» TEXT SHOWN:
Let’s see. The July 18 Philadelphia Inquirer had a page-one headline, “Towns’ taxes soar as N.J. tightens belt.” It seems that while the average total property-tax of typical towns like Swedesboro, Woolwich, Monroe, Woodbury Heights and others jumped 130 percent or less between 2000 and 2009, Trenton wants to put a cap on how much towns may tax their residents at a puny 2 percent annually. Maybe they need the crew that took three months to choke off the hemorrhage of oil in the Gulf. The state takes much of that real-estate tax and pays Washington for its voracious appetite. After all, you didn’t think, did you, that that paltry amount you pay Uncle Sam and his IRS pays your whole federal bill.
Paltry? Then it’s all the more galling to read the Organization for Economic Cooperation and Development finding that the U.S. is one of the world’ tax-friendliest nations. An American couple with two children has an average tax rate of 11 percent while one in France pays 41 percent and others in Germany and Italy pay 35. We’re so friendly that we took the deregulation doctrine of the tea party folks and saw to it that from 1998 to 2005, two thirds of U.S corporations with sales of $2.5 trillion paid no taxes. Yet just a few months ago we heard outraged cries against universal health insurance, the kind they have in Europe with huge public approval now for a half century or more. They like it this way because they enjoy the many social services gotten with those hefty taxes. With a suspicion Europeans cannot fathom, we darkly view their economics as socialism.

» RAW DATA:
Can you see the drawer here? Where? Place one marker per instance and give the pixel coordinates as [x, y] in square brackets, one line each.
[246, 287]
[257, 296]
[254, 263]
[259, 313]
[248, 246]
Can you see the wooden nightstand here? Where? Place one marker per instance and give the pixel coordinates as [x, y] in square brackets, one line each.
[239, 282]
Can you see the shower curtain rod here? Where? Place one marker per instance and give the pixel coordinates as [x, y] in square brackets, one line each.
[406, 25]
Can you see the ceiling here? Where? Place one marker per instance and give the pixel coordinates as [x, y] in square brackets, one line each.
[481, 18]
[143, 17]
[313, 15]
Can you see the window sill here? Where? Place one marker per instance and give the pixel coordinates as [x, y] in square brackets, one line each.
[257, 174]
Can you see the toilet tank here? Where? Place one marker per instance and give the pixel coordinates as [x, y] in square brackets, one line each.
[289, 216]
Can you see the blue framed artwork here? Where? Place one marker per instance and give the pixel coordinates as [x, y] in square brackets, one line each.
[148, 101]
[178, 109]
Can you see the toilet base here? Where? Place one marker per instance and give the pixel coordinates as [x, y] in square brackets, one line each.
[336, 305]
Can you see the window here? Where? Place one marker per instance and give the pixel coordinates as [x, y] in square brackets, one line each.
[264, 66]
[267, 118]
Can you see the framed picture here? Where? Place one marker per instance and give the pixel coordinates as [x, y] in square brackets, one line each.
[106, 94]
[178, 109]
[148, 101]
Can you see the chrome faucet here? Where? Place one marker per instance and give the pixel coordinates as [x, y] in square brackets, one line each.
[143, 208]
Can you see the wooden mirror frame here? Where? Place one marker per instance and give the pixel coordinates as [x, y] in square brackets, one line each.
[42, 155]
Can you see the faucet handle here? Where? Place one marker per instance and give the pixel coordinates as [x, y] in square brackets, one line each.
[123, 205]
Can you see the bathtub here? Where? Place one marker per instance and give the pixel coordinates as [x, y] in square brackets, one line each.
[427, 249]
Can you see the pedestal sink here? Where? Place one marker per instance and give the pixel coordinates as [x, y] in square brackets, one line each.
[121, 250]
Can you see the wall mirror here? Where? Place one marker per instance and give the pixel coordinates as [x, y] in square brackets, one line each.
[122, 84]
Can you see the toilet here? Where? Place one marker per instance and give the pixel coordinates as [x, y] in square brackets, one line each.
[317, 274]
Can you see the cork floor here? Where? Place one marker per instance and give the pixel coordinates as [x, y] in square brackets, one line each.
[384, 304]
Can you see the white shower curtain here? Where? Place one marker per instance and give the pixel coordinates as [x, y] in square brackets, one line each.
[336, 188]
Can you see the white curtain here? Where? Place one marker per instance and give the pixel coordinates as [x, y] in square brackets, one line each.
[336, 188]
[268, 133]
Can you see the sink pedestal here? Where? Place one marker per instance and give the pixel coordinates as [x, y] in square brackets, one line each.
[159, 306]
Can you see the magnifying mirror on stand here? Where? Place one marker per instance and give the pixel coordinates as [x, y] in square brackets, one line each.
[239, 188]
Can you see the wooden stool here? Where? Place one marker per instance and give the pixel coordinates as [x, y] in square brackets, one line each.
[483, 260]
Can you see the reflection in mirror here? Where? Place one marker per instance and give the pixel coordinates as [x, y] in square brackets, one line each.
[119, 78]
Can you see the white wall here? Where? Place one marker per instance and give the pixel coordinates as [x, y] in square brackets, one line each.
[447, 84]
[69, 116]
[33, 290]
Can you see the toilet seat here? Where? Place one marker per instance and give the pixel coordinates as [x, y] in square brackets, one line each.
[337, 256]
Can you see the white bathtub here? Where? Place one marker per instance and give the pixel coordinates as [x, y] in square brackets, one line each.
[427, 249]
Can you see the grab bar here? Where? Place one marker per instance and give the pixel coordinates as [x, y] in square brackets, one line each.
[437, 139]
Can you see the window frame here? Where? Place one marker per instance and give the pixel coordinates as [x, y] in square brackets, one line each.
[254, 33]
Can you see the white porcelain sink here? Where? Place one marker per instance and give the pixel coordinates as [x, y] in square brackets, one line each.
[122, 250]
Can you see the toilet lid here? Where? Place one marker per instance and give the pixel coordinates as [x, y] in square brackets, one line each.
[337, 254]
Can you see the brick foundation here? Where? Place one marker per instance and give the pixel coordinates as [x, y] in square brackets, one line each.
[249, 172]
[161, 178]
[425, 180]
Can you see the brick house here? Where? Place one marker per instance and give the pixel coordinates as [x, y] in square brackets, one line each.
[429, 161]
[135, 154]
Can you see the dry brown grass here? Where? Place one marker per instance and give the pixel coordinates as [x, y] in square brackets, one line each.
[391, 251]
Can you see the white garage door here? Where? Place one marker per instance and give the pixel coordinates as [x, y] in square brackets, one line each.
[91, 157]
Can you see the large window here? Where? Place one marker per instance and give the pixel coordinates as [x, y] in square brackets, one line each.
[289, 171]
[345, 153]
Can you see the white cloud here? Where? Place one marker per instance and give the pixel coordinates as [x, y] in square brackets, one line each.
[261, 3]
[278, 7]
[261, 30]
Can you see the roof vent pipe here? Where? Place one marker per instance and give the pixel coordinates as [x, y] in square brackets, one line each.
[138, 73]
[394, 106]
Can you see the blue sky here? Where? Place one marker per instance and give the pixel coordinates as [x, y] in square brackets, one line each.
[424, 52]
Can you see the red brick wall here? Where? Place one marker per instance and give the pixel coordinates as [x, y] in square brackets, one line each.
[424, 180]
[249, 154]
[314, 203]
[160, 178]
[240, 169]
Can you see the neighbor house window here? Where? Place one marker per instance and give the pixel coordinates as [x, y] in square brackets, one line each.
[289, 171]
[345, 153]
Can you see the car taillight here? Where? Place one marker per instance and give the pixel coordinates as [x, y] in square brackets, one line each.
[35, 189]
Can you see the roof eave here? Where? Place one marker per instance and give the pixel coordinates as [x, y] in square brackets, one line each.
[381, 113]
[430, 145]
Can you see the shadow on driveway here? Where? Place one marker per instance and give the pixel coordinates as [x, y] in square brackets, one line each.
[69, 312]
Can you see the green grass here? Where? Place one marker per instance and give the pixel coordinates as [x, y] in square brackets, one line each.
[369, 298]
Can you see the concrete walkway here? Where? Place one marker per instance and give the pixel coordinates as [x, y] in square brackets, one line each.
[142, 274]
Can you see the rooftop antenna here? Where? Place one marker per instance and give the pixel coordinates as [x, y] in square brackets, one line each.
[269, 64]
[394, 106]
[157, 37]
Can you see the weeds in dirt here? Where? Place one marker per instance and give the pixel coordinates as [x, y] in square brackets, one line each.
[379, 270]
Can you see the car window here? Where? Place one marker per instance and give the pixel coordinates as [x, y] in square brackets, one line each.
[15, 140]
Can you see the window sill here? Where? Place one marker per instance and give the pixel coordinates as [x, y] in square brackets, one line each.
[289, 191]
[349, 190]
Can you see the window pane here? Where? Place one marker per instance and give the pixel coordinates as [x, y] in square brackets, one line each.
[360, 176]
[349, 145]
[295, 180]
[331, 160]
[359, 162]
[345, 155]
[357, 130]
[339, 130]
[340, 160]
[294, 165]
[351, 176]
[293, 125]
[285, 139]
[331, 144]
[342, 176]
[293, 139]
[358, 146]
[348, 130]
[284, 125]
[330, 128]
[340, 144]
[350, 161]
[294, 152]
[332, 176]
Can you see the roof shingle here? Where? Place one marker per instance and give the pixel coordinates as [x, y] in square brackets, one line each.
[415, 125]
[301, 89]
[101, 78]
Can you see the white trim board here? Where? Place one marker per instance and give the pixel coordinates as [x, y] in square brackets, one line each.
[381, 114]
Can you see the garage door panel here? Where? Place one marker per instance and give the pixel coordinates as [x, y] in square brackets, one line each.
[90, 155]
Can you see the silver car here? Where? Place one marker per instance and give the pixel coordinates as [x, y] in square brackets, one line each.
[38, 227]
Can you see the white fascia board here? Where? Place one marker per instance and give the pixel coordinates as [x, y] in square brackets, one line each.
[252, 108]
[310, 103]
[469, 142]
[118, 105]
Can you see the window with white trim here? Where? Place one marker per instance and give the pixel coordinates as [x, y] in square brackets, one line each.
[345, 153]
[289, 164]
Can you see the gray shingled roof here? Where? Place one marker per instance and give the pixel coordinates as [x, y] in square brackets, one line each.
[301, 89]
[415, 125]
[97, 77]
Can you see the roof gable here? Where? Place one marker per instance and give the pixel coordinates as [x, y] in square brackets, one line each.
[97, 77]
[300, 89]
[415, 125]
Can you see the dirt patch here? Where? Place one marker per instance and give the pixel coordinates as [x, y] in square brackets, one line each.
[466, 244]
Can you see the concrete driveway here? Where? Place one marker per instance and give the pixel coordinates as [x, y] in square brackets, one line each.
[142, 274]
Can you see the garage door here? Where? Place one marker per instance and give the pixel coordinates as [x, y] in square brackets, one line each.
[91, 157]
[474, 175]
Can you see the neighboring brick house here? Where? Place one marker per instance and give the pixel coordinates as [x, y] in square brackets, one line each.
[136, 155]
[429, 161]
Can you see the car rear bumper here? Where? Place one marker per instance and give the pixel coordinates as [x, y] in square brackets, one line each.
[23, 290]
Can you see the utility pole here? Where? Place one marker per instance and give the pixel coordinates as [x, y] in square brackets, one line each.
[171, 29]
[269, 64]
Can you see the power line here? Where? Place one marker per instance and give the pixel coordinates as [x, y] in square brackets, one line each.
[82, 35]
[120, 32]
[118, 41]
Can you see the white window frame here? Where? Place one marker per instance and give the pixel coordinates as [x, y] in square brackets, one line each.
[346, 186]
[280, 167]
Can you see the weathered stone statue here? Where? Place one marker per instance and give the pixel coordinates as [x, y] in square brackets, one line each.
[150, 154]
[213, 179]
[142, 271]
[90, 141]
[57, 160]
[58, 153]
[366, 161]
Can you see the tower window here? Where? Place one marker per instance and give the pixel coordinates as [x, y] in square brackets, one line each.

» EXERCISE REQUIREMENTS:
a - Summarize the tax column in two sentences.
b - Write out everything in the tax column from "Let’s see. The" down to "whole federal bill.".

» SOLUTION LIST:
a - The July 18 Philadelphia Inquirer reported that average total property taxes in towns such as Swedesboro, Woolwich and Monroe jumped 130 percent or less between 2000 and 2009, while Trenton wants to cap how much towns may tax residents at 2 percent annually. An OECD finding ranks the U.S. among the world's tax-friendliest nations, with an average rate of 11 percent for a couple with two children against 41 percent in France, yet Americans raised outraged cries against European-style universal health insurance and view European economics as socialism.

b -
Let’s see. The July 18 Philadelphia Inquirer had a page-one headline, “Towns’ taxes soar as N.J. tightens belt.” It seems that while the average total property-tax of typical towns like Swedesboro, Woolwich, Monroe, Woodbury Heights and others jumped 130 percent or less between 2000 and 2009, Trenton wants to put a cap on how much towns may tax their residents at a puny 2 percent annually. Maybe they need the crew that took three months to choke off the hemorrhage of oil in the Gulf. The state takes much of that real-estate tax and pays Washington for its voracious appetite. After all, you didn’t think, did you, that that paltry amount you pay Uncle Sam and his IRS pays your whole federal bill.